§ The task:
The entries below should be copied exactly and completely.

Records drawn from a dataset:

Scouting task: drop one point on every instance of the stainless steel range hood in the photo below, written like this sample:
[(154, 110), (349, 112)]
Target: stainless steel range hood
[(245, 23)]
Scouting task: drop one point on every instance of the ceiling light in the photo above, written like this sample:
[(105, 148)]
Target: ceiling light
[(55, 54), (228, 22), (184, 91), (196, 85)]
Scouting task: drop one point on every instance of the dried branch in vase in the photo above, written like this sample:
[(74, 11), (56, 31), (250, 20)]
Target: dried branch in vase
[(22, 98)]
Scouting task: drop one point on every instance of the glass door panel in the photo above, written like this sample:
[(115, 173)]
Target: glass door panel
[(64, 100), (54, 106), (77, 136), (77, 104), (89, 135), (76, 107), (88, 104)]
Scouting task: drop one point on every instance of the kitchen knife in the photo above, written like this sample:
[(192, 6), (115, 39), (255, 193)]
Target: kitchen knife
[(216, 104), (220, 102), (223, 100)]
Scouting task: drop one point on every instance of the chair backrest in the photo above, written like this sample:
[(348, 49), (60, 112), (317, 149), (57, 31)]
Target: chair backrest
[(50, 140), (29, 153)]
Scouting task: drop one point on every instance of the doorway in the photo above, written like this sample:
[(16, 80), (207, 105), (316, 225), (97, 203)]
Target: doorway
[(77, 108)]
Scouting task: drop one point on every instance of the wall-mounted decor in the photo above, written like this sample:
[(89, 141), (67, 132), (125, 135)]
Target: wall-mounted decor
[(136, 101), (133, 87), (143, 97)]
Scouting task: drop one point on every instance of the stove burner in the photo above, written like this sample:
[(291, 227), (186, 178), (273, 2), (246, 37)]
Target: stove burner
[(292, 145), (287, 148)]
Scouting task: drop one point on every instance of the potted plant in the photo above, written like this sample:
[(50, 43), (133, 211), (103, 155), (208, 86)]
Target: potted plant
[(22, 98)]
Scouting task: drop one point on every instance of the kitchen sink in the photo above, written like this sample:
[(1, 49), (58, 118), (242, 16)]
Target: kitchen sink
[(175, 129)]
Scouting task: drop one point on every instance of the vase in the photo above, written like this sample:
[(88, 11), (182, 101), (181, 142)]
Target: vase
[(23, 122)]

§ Response to this exercise:
Scouting task: drop one point on every instance of the stainless steel range hood in the photo below, written like this sample:
[(154, 110), (349, 112)]
Target: stainless steel range hood
[(245, 23)]
Scouting task: drop one point on every instance of the ceiling light in the photo above, written like this sample:
[(105, 148)]
Target: ceiling light
[(55, 54), (228, 22), (184, 91), (196, 85)]
Scouting task: drop one point on every instance of the dried branch in vase in the photo above, written like this sample:
[(74, 11), (56, 31), (250, 20)]
Target: dried branch in vase
[(22, 98)]
Scouting task: drop one point on every instance of the glass door panel in the photo above, written like this sample:
[(115, 173)]
Target: glass door panel
[(64, 100), (54, 106), (77, 136), (77, 104), (89, 135), (76, 107), (88, 104)]
Scouting task: drop one point on every instance of the kitchen knife in the photo above, written like this sample:
[(192, 6), (115, 39), (255, 193)]
Target: kitchen knife
[(216, 104), (220, 102), (223, 100)]
Scouting task: drop one point on every instance of the chair backrest in the photo above, written like this sample:
[(348, 49), (60, 112), (317, 149), (57, 31)]
Target: chair backrest
[(50, 140), (29, 153)]
Scouting task: drop one point on every instance of the doorway in the photo above, written like this sample:
[(16, 80), (207, 105), (316, 225), (97, 203)]
Target: doorway
[(77, 108)]
Scouting task: drop one point on every instance of the wall-mounted decor in the photo above, written like this sample:
[(89, 141), (67, 132), (125, 135)]
Target: wall-mounted decor
[(136, 101), (133, 87), (143, 97)]
Scouting task: drop one point on every instance of the stove burner in the photo above, written like this sample:
[(291, 227), (186, 178), (273, 2), (246, 37)]
Target: stove burner
[(292, 145), (287, 148)]
Scouting task: drop one point on every instance of the potted plant in the photo above, written like this sample:
[(50, 43), (133, 211), (103, 155), (208, 86)]
Target: potted plant
[(22, 98)]
Scouting task: drop one point on every instance of the kitchen sink in the photo above, written like this sample:
[(1, 49), (58, 118), (242, 16)]
Target: kitchen sink
[(175, 129)]
Scouting task: drop one point on every instance of the vase in the photo above, written like this sample:
[(88, 11), (182, 101), (181, 142)]
Target: vase
[(23, 122)]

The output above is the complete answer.